══ Source extract ══
0

I used this thread to split a large text file into several smaller files. To split the file I use the following command in Git Bash:

split -l 80000 largeFile

I then want to edit each of the output files, but when I open them in VI, the output looks weird and I cannot properly edit the file. The output contains a lot of @ symbols and carets. I assume that these are control characters. See the following screenshot:

enter image description here

My questions are:

  • Why is the file displayed like this?
  • How can I properly edit the file in VI?
beta
  • 5,324
  • 15
  • 57
  • 99

2 Answers2

1

If you look closely, every second character is ^@, which inside Vim represent a null byte (cp. :help <Nul>). The letters in between are readable (USE [TIP_Update_...). So what we're looking at is a 16-bit encoding (i.e. two bytes for each character) of (mostly?) ASCII text; as the null byte is the second one, it is little endian.

The first two characters (ÿþ) break the rule; this is a byte order mark that provides text editors with a hint what the encoding is. The way it is displayed, Vim instead thinks the text is in latin1 encoding.

So, you're dealing with 16 bit UCS-2 encoded Unicode (ISO/IEC 10646-1) (name in Vim: ucs-2le; see :help encoding-values), but Vim doesn't detect them automatically.

You can either

  • manually force the encoding via :help ++enc: :e! ++enc=ucs-2le
  • reconfigure Vim (:help 'fileencodings') to automatically detect these; actually, the default value includes ucs-bom and should detect these just fine.
Ingo Karkat
  • 167,457
  • 16
  • 250
  • 324
  • thanks, this worked great for the first file of the splitted output, but for the second one it doesn't work. the result looks like this: https://pasteboard.co/HSrgkz9.png the file initially looks like this: https://pasteboard.co/HSrgyNm.png the difference is that the first two characters (ÿþ) do not appear here. can you provide a working command? – beta Dec 19 '18 at 10:44
  • That looks like the split wasn't on an even byte count, so the second one is actually _big-endian_ (with corruption at the borders). If you really need to split on _lines_, your shell also needs to have a correct understanding of the encoding. It would be easier to split on (even!) byte counts, e.g. `split -b 800000`). – Ingo Karkat Dec 19 '18 at 11:23
  • And if you supply the encoding manually, the lack of BOM doesn't matter. For `'fileencodings'`, it would complicate things, though. – Ingo Karkat Dec 19 '18 at 11:24
  • thanks. however, even when using the command `split -b 100000000 largeFile` the second file looks like this: https://pasteboard.co/HSrQzvI.png but it seems that I can make it work with the command you provided: `:e! ++enc=ucs-2le` – beta Dec 19 '18 at 12:12
  • 1
    Yes, that's what I meant; you need the manual `++enc` as the BOM is missing from subsequent splits. – Ingo Karkat Dec 19 '18 at 12:27
1

I know this is very old post but it might help someone. If you are using Git Bash to Split the file into multiple files, try creating main file in 65001 ( UTF-8 ) instead of ANSI 1252 or any other. I was facing same issues of NUL in my splitted files but when I converted my main file into UTF-8, it worked perfectly fine.

SPLIT -l 50000 Main.txt Split.txt
Suraj Rao
  • 29,388
  • 11
  • 94
  • 103
═══
══ Records provided ══
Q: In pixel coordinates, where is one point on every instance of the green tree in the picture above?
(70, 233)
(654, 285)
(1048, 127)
═══
══ Records provided ══
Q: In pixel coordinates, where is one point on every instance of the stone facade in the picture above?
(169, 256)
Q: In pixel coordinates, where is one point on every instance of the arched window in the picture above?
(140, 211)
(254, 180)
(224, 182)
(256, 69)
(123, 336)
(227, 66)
═══
§ **Objective**: Do these statements agree with the Vim encoding thread above? 1. In the displayed file, every second character is a null byte. 2. The thread advises splitting on an odd byte count. 3. The last reply says converting the main file to UTF-8 solved the problem. For each, answer yes or no and quote the deciding words.

§ **Solved problem**:
1. Yes: "every second character is ^@, which inside Vim represent a null byte"
2. No: "It would be easier to split on (even!) byte counts"
3. Yes: "when I converted my main file into UTF-8, it worked perfectly fine"